Written request:
Count the lines in the data below that contain the string "skateboard". Reply with the number alone.

Material provided:
(begin)
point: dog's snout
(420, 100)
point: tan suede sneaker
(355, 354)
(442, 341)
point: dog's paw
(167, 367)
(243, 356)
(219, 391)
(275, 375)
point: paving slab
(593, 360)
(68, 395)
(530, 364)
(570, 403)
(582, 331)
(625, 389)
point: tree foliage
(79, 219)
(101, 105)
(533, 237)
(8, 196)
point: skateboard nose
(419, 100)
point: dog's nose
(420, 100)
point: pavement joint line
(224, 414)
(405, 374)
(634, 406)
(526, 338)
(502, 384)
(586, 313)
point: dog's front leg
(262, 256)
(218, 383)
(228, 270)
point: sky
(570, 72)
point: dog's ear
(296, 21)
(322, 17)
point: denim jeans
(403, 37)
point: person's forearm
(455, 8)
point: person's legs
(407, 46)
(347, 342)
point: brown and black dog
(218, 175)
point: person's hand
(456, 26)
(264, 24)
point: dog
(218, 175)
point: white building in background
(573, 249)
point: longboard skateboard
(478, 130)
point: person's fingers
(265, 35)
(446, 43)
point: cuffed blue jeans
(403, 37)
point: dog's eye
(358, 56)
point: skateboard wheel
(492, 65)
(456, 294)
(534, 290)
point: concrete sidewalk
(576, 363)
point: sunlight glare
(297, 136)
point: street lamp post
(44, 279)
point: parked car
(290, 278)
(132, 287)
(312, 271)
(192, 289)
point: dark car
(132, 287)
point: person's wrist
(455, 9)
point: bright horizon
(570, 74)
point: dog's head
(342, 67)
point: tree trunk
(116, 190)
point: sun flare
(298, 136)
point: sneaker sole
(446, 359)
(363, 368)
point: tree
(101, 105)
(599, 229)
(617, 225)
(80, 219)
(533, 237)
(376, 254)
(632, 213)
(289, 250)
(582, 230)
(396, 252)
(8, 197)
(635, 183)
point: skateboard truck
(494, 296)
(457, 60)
(end)
(begin)
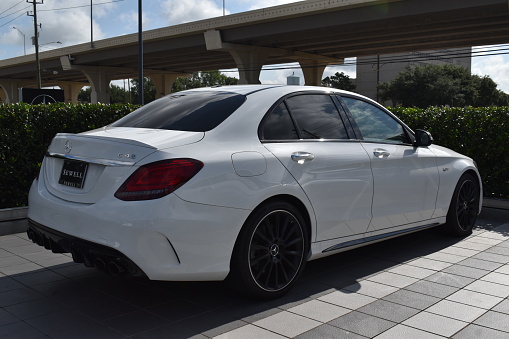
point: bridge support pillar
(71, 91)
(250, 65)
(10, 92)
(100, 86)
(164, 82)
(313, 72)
(end)
Solution for this exercise:
4